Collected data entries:

Content starts

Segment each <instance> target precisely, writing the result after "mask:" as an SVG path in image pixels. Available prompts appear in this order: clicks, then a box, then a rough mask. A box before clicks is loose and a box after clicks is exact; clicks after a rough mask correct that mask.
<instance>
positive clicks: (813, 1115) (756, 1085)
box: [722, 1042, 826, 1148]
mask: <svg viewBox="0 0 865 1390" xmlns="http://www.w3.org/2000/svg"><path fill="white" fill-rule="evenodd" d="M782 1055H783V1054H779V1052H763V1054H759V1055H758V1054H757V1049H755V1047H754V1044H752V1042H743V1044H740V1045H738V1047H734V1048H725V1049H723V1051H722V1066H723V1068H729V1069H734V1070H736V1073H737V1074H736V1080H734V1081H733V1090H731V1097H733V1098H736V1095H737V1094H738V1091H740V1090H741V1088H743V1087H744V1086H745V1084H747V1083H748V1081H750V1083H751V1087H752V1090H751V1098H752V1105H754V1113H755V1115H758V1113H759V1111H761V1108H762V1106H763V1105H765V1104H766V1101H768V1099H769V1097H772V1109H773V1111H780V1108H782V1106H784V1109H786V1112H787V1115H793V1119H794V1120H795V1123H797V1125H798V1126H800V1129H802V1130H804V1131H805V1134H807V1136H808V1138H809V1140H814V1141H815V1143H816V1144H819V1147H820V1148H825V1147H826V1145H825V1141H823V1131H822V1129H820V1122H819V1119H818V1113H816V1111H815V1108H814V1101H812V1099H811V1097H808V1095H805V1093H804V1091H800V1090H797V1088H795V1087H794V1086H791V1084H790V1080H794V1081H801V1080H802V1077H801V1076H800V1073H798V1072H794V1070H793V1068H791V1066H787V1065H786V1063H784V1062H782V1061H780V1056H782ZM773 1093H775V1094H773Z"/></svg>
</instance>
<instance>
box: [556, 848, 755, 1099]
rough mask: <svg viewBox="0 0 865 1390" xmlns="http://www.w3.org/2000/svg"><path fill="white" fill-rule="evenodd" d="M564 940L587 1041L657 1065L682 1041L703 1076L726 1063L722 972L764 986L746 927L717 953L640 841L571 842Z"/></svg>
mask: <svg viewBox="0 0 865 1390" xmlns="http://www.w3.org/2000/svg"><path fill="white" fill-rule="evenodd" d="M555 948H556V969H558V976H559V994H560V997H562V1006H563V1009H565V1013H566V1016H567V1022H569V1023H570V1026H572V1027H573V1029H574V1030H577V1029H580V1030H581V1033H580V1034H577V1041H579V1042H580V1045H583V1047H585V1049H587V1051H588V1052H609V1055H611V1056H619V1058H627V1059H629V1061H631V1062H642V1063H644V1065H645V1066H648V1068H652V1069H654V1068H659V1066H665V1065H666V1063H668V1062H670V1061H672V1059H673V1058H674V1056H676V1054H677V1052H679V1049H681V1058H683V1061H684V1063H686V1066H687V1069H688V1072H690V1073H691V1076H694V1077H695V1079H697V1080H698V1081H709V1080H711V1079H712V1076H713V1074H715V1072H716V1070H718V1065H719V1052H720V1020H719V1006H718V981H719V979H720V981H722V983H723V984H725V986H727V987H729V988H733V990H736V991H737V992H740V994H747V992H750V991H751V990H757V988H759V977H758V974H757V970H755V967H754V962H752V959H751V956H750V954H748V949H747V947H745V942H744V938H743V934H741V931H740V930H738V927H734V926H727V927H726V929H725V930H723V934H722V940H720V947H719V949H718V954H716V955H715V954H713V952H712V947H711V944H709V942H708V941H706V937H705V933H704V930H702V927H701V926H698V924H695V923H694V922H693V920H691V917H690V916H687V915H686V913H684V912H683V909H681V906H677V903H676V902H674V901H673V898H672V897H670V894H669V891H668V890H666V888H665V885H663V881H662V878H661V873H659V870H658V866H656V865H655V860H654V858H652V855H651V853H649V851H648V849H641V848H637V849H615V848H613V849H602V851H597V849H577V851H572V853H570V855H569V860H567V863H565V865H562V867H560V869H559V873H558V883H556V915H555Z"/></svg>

Content ends

(EXERCISE INSTRUCTIONS) Up to and including the line with "positive clicks: (813, 1115) (756, 1085)", print every line of the records from the start.

(SOLUTION TO THIS PROBLEM)
Segment each <instance> target precisely, writing the result after "mask:" as an SVG path in image pixels. Available prompts appear in this order: clicks, then a box, then a rough mask. A box before clicks is loose and a box after clicks is exact; clicks after a rough mask correct that mask.
<instance>
positive clicks: (813, 1115) (756, 1085)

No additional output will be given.